Extracted information:
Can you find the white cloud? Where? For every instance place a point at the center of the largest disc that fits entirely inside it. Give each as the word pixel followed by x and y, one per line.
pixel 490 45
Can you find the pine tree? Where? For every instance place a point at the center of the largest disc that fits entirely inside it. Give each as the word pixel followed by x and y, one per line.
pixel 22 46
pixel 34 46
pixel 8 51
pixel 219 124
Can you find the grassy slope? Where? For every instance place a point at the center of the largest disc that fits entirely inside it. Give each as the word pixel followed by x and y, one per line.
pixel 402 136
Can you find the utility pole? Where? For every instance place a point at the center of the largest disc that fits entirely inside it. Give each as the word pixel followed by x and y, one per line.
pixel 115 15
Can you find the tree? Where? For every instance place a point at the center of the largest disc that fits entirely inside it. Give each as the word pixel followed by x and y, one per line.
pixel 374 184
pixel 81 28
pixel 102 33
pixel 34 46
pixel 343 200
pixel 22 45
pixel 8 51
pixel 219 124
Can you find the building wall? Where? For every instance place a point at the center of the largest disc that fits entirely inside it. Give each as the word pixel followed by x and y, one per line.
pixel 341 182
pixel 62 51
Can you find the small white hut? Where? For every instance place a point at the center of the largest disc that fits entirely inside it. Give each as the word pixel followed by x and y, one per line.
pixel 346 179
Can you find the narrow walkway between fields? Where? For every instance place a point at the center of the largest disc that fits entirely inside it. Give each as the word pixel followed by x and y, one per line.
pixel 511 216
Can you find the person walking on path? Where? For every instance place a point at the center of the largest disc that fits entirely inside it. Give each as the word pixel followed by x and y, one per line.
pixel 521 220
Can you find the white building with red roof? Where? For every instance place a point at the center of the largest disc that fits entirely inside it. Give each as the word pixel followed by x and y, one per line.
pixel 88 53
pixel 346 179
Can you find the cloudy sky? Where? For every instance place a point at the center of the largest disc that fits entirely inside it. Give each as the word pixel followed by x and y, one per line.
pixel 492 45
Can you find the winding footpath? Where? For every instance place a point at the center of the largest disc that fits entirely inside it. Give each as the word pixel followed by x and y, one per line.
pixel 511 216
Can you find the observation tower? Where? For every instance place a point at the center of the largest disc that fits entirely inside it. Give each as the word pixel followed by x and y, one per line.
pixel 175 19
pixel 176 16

Work to be completed:
Write the listing out again, word for word.

Response below:
Can you find the white cloud? Where? For every instance place a point at the center of the largest disc that fits entirely inside it. Give each as the word pixel followed by x and y, one per line.
pixel 490 45
Can you find the pine tree? Where? For every instance place a point at the center of the largest disc that fits entirely inside it. Give each as the word pixel followed by x and y, one per line.
pixel 22 46
pixel 34 46
pixel 8 51
pixel 219 124
Can you find the grassy slope? Where? For every instance place a point at the center of the largest disc that fits entirely inside it. Give each as the word pixel followed by x and y, one per line.
pixel 402 136
Can you find the utility pole? Where? For every instance place a point at the center of the largest disc that fits entirely inside it. Give each as the word pixel followed by x and y, one per line.
pixel 115 15
Can you find the tree? Where? For every instance place a point at the center of the largest disc that fits entirely inside it. Give each as the word pixel followed by x and y, one per line.
pixel 374 184
pixel 81 28
pixel 102 33
pixel 34 46
pixel 343 200
pixel 22 45
pixel 8 51
pixel 219 124
Can you find the building wall? Where? For every instance place a point at the center of the largest disc that fits entirely inside it. Give each as the word pixel followed by x and y, one per line.
pixel 341 182
pixel 62 51
Can you find the small white hut? Where? For every instance place a point at the center of the largest disc that fits entirely inside it. Give each as the word pixel followed by x and y, one per line.
pixel 346 179
Can you find the narrow walkway between fields? Where? For every instance place a point at the center of the largest disc that fits entirely inside it. Give each as the word pixel followed by x and y, one per line.
pixel 511 216
Can you find the person walking on path? Where? For every instance place a point at the center of the largest disc that fits entirely inside it. Give each as the word pixel followed by x and y, one per line.
pixel 521 220
Can you find the white building with red roof? Where? For every instance place a point at the center of the largest disc that fits entirely inside it. Give each as the word pixel followed by x and y, one per line.
pixel 88 53
pixel 346 179
Can you find the cloudy sky? Where? For every instance place a point at the center of the largest disc that fits entirely inside it. Give each as the word pixel followed by x and y, one per line.
pixel 492 45
Can you find the winding footpath? Where? For every instance place a point at the center of the largest disc that fits entirely inside it. Give each as the word pixel followed by x and y, one per line.
pixel 511 216
Can you find the observation tower? Where? For every instance place a point at the center of the largest disc that fits entirely inside it. Give each as the word pixel followed by x and y, one per line.
pixel 175 19
pixel 176 16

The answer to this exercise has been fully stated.